Data drawn from a collection:
__________

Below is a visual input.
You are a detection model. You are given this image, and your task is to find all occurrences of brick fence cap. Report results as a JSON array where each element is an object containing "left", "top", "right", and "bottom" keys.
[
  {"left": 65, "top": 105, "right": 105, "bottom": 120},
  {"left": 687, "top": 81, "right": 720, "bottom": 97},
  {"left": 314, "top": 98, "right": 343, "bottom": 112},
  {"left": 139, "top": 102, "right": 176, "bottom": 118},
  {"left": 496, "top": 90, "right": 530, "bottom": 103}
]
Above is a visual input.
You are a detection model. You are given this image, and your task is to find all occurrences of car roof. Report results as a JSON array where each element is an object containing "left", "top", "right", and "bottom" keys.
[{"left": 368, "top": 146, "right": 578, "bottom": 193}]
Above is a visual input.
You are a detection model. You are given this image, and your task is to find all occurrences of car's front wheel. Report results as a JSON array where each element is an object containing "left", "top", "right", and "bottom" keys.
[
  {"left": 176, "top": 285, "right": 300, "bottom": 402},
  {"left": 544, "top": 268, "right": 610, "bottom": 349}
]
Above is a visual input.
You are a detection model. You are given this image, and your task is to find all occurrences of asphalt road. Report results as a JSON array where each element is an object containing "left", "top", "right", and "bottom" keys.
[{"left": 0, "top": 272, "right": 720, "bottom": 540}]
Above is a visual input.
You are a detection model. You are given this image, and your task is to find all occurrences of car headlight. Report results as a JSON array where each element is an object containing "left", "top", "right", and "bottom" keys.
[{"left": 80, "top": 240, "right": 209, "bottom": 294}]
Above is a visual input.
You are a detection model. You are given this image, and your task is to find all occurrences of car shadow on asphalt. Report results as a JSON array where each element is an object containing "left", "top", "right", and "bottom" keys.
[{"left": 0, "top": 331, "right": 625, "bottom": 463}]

__________

Which lines in the rows above contain the word "Report"? Find and copy each of them, treating capitalization as significant.

* [Response to the exercise]
You are a detection model. You are given this image, and your task is to find all occurrences of brick fence cap. Report results as a JSON array where each element is an object containing "left", "top", "right", and "bottom" keys.
You are a detection model. You are given this image, and your task is to find all occurrences of car roof. Report results as a JSON array where each element is an object containing "left", "top", "right", and "bottom" keys.
You are a detection model. You are given this image, and your task is to find all occurrences of car's front wheel. Report results as a JSON array where each element is an object containing "left", "top", "right", and "bottom" keys.
You are a detection model. You are given this image, and your task is to find all occurrences of asphalt road. Report results as a JSON array where each element is an object containing "left", "top", "right", and "bottom" keys.
You are a detection model. You are given this image, and your task is to find all occurrences of car headlight. Report results as a JSON array where each element is an object containing "left", "top", "right", and "bottom" keys.
You are a detection model. You are given this image, and your task is to find all occurrences of car shadow on asphalt. Report results as a JSON array where each element is an object containing "left", "top", "right", and "bottom" keys.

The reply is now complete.